- **Problem details**:
Output the full listing below exactly, without the pictures.

- **Object position labeling entries**:
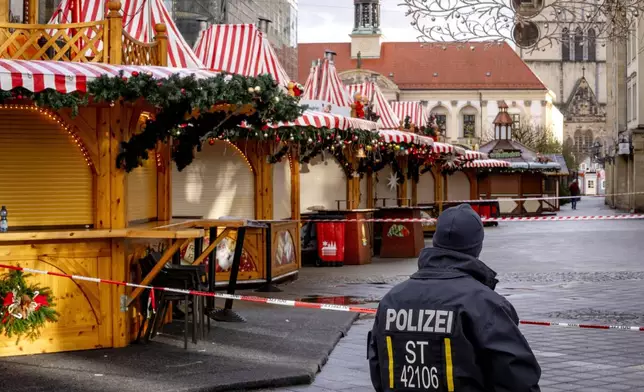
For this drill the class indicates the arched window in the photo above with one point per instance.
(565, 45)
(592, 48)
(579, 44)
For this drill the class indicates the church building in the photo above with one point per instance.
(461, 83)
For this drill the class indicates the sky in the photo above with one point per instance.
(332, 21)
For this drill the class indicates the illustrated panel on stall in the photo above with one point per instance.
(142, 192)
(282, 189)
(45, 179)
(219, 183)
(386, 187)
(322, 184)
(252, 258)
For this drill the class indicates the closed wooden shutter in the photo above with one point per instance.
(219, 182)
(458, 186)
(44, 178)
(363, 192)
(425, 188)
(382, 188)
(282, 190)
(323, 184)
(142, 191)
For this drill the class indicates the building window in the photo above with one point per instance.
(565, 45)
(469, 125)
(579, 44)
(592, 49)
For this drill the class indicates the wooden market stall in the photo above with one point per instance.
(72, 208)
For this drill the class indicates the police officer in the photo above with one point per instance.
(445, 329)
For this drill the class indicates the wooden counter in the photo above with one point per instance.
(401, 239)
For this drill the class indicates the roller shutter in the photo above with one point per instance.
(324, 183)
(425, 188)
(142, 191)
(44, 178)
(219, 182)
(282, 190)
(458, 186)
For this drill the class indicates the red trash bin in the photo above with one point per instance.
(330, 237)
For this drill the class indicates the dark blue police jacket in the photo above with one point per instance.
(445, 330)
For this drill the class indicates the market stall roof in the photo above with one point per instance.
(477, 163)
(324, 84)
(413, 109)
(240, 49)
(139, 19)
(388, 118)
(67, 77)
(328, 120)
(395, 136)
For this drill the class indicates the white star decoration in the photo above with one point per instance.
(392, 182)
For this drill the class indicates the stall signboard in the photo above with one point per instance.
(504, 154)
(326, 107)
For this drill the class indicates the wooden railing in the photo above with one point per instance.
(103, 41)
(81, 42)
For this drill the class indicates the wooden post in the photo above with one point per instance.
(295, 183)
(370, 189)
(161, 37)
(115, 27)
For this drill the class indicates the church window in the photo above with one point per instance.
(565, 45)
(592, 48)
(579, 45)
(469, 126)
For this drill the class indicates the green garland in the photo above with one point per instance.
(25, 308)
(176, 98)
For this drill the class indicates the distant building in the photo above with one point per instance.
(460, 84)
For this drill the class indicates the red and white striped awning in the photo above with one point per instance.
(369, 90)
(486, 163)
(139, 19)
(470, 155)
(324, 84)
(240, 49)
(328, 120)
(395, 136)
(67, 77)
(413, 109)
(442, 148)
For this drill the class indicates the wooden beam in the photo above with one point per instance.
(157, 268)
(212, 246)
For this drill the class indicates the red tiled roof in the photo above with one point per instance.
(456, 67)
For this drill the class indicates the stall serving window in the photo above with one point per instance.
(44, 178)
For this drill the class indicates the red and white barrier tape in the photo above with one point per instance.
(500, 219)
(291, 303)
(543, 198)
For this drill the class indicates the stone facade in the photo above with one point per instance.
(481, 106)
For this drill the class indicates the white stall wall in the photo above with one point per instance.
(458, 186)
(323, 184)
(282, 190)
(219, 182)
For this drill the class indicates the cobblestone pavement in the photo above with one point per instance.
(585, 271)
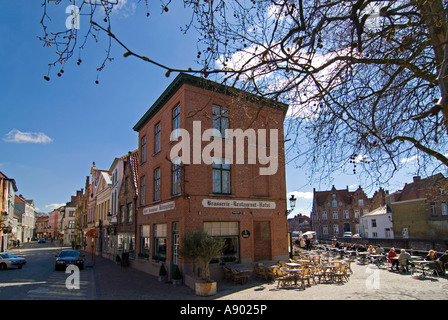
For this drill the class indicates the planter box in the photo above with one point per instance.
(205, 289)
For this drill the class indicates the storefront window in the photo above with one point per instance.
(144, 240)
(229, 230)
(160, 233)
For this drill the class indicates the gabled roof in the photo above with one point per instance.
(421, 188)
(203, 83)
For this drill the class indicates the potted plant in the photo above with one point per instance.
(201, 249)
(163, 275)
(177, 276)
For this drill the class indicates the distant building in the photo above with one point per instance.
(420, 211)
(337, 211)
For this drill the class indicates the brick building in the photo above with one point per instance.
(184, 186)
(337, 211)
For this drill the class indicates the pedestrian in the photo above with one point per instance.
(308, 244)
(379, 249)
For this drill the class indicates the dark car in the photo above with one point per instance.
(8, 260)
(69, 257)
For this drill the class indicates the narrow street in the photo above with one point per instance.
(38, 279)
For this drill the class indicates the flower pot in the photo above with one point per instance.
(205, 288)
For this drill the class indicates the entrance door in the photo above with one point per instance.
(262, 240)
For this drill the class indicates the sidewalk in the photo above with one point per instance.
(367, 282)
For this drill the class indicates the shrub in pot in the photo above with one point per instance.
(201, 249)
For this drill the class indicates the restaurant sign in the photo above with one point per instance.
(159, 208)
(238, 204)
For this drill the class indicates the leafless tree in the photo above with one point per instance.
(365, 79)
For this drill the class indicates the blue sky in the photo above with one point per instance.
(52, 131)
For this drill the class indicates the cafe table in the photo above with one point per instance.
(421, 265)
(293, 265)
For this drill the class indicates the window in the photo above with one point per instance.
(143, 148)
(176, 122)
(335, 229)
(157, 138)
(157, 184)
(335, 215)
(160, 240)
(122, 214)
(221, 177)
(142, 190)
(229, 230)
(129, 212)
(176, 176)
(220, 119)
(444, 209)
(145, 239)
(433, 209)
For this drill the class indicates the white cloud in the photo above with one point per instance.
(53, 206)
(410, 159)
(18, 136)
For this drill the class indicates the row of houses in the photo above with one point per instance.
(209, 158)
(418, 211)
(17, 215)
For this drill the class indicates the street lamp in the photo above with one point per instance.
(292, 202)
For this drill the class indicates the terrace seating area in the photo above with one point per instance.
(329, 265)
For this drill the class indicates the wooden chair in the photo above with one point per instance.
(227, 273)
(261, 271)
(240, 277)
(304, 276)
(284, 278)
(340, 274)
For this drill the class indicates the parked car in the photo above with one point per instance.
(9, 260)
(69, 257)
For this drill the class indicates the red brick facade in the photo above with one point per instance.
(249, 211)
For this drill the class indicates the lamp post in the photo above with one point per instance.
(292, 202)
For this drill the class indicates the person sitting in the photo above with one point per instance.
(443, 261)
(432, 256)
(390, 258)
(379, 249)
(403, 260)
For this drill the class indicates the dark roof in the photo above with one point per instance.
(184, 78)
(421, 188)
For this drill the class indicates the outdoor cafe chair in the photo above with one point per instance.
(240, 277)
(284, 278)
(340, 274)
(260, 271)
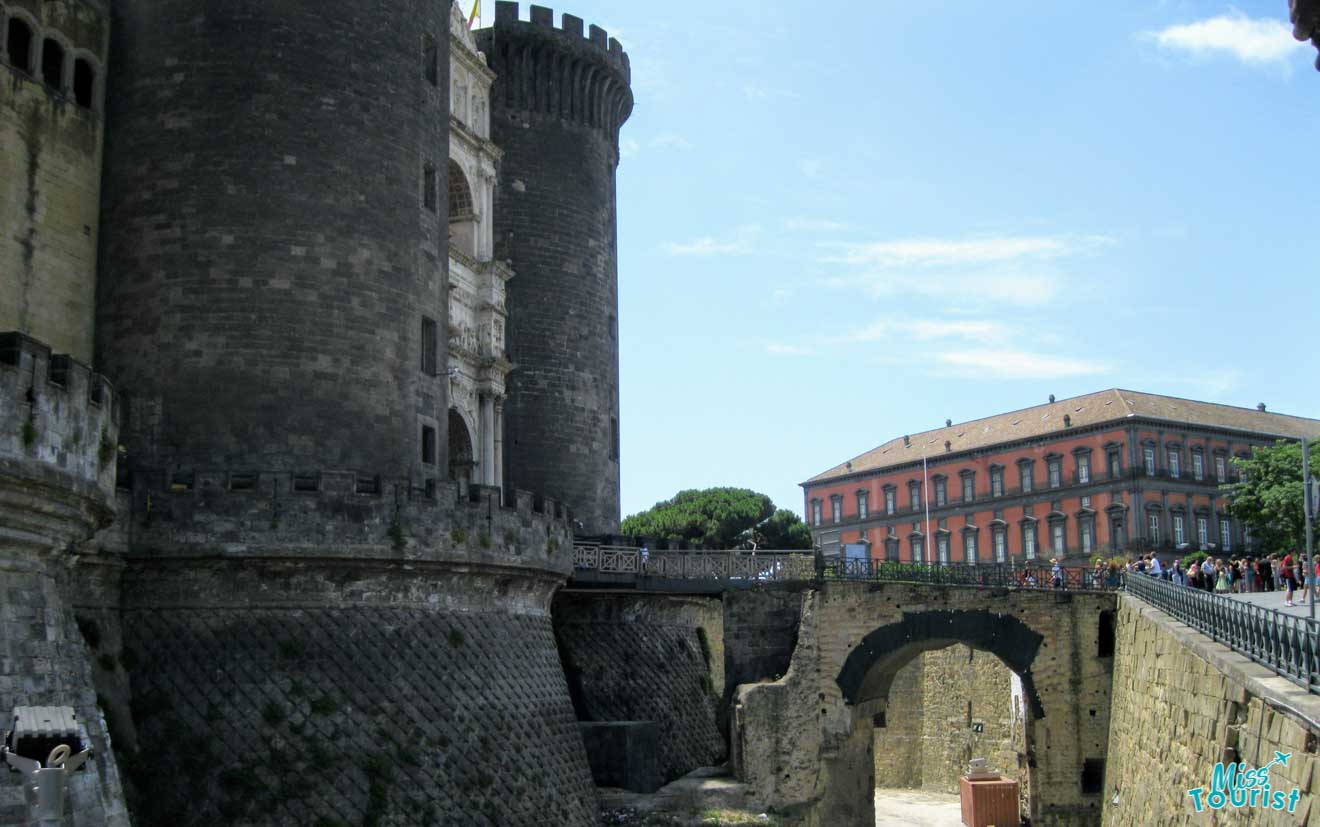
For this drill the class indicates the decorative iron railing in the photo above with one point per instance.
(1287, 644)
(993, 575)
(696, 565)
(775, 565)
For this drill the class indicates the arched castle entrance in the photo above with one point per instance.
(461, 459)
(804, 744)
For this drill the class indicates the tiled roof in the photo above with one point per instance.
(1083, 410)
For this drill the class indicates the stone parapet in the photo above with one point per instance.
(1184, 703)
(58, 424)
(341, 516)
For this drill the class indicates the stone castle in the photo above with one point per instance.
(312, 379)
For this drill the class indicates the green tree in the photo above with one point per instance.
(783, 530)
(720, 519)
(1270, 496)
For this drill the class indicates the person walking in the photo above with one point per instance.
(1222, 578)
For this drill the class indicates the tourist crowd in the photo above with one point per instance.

- **Response to this task**:
For this drill the class indicates the arched window in the photo above with one point per instance.
(565, 45)
(592, 48)
(579, 44)
For this drill the class indicates the church building in the photo above with one point per instance.
(461, 83)
For this drill the class indicates the sky in the photo above with one point per instance.
(332, 21)
For this drill the class indicates the illustrated panel on stall in the photo above with one point per instance.
(142, 192)
(282, 189)
(45, 179)
(219, 183)
(386, 187)
(322, 184)
(252, 258)
For this drill the class indicates the closed wooden shutter in the photo above with one point per instance.
(219, 182)
(458, 186)
(44, 178)
(363, 192)
(425, 188)
(382, 188)
(282, 190)
(323, 184)
(142, 191)
For this drill the class indicates the building window in the photo above with one point per instance.
(565, 45)
(469, 125)
(579, 44)
(592, 49)
For this drill the class indicates the wooden market stall in the photo above with one point per instance.
(72, 208)
For this drill the class indicates the police officer in the photo above with one point per instance.
(445, 329)
For this drill the class indicates the wooden counter in the photo above with one point per instance.
(401, 239)
For this drill the class indicates the roller shutter in the photo above with one point per instance.
(324, 183)
(425, 188)
(142, 191)
(44, 178)
(219, 182)
(282, 190)
(458, 186)
For this drill the class indicates the red trash bin in the photo above with one point per instance.
(330, 237)
For this drill the class indicates the dark blue police jacket in the photo above with one point per instance.
(445, 330)
For this drill the class indicates the market stall roof in the photo above with one point per instance.
(477, 163)
(324, 84)
(413, 109)
(240, 49)
(139, 19)
(388, 118)
(67, 77)
(328, 120)
(395, 136)
For this drill the class indicates the white star decoration in the photo above with one point per instance.
(392, 182)
For this drill the class indicates the stall signboard in the photo above with one point per instance.
(504, 154)
(326, 107)
For this drill the class indicates the wooden railing in the photo above with one point per instance.
(103, 41)
(81, 42)
For this drill the class indicates the wooden post in the photo above with one point per instance.
(295, 183)
(370, 189)
(161, 37)
(115, 27)
For this drill the class indicates the church window in the photo above with one point per instance.
(565, 45)
(592, 48)
(579, 45)
(469, 126)
For this drill the class indicates the green garland in the photo above with one point per instance.
(25, 308)
(176, 98)
For this drill the class indicates the distant building in the photo above with one point per instance.
(460, 84)
For this drill the class indicates the red and white striped awning in the photo above with one point per instance.
(369, 90)
(486, 163)
(139, 19)
(470, 155)
(324, 84)
(240, 49)
(328, 120)
(395, 136)
(67, 77)
(413, 109)
(442, 148)
For this drill the class indicates the wooden beam in the photo above with one point per instance.
(157, 268)
(212, 246)
For this drill the class indicates the red tiled roof in the photo above with one point per instance.
(456, 67)
For this drill the class indicates the stall serving window in the photo above with one point per instance.
(44, 178)
For this drill the class indicates the red and white barrier tape in the photo above with one point per instance.
(500, 219)
(291, 303)
(543, 198)
For this drill the class indicates the stone facade in the photo above with one point per instance.
(481, 106)
For this drill the class indicates the white stall wall in the photo above with one point per instance.
(458, 186)
(323, 184)
(282, 190)
(219, 182)
For this drill the class indicates the cobblestone pavement in the photo above with one point per instance.
(585, 271)
For this drill the class indicates the planter box in the photo above with one point per instance.
(205, 289)
For this drill the class indicates the storefront window in the photo above with one point per instance.
(144, 240)
(229, 230)
(160, 233)
For this drill the class indicates the gabled roof in the photo above with one point per instance.
(421, 188)
(203, 83)
For this drill the class indicates the potted plant in the photo above with one point per instance.
(201, 249)
(163, 275)
(177, 276)
For this drill the class indicates the distant building in the photo above with one point per instance.
(420, 211)
(337, 211)
For this drill the class indicates the brick building in the photo above with one point per instance.
(184, 186)
(337, 211)
For this drill the class indicates the pedestrian in the photo above with one point per instance.
(308, 244)
(379, 249)
For this drill the class indicates the dark car in the photo above with one point per instance.
(8, 260)
(69, 257)
For this drill the class indicates the narrow street in the photo above with one point per instance.
(38, 279)
For this drill the class indicates the flower pot in the photo above with one point per instance.
(205, 288)
For this drill the class indicates the entrance door in the photo above with one point per instance.
(262, 240)
For this drill the class indicates the sidewalk in the photo above with one point per instance.
(367, 282)
For this drill the class indicates the shrub in pot in the photo above with one point per instance.
(201, 249)
For this drill the class indicates the restaurant sign in the photo above with one point per instance.
(159, 208)
(238, 204)
For this drill the class indicates the leafless tree in the photo above with one point per instance.
(365, 79)
For this drill the class indicates the blue sky in the photo above with one point per instance.
(52, 131)
For this drill the class indicates the cafe table in the photo above with one point per instance.
(421, 265)
(293, 265)
For this drill the class indicates the window in the photo above with one point per instance.
(143, 148)
(176, 122)
(335, 229)
(157, 138)
(157, 184)
(335, 215)
(160, 240)
(122, 214)
(221, 177)
(142, 190)
(229, 230)
(129, 212)
(176, 176)
(220, 119)
(444, 209)
(145, 239)
(433, 209)
For this drill the class indicates the white cloud in the photo above with one point per instance.
(53, 206)
(410, 159)
(18, 136)
For this drill the class indicates the row of houses in the photo above with one point per instance.
(209, 158)
(418, 211)
(17, 215)
For this drill the class indicates the street lamp in the photo above with one point per instance.
(292, 202)
For this drill the class indicates the terrace seating area in the photo above with one point per instance.
(329, 265)
For this drill the class indicates the wooden chair in the photo above with one point per instance.
(227, 273)
(261, 271)
(240, 277)
(304, 276)
(284, 278)
(340, 274)
For this drill the class indicates the parked car in the photo above with one point per instance.
(9, 260)
(69, 257)
For this drill the class indicates the red brick facade in the photo above with one point per instance.
(249, 211)
For this drill the class indicates the lamp post in the photo above with one point per instance.
(292, 202)
For this drill the class indicates the person sitting in the photo above with one point per instance.
(443, 261)
(432, 256)
(390, 258)
(379, 249)
(403, 260)
For this drill the class indicates the dark roof in the photo above with one point per instance.
(184, 78)
(421, 188)
For this drill the class indicates the outdoor cafe chair in the photo above with one point per instance.
(240, 277)
(284, 278)
(340, 274)
(260, 271)
For this drill the class indicates the decorative iron railing in the photo above with one point per instance.
(1287, 644)
(993, 575)
(696, 565)
(775, 565)
For this drill the class indicates the arched castle entrance in the photo above with one point per instance.
(461, 459)
(804, 744)
For this drill the class indicates the tiled roof in the photo above with one point per instance.
(1083, 410)
For this drill the class indicates the stone parapet in the photo above with one point per instance.
(1184, 703)
(58, 424)
(341, 516)
For this drill the class indicates the stone castle in the photo above with one point per instance.
(312, 379)
For this drill the class indicates the green tree in the photo above with one point per instance.
(783, 530)
(720, 519)
(1270, 496)
For this drill the class indicates the person walking in the photo above with one point per instance.
(1222, 578)
For this drill the class indicates the tourist crowd in the photo above with one point per instance.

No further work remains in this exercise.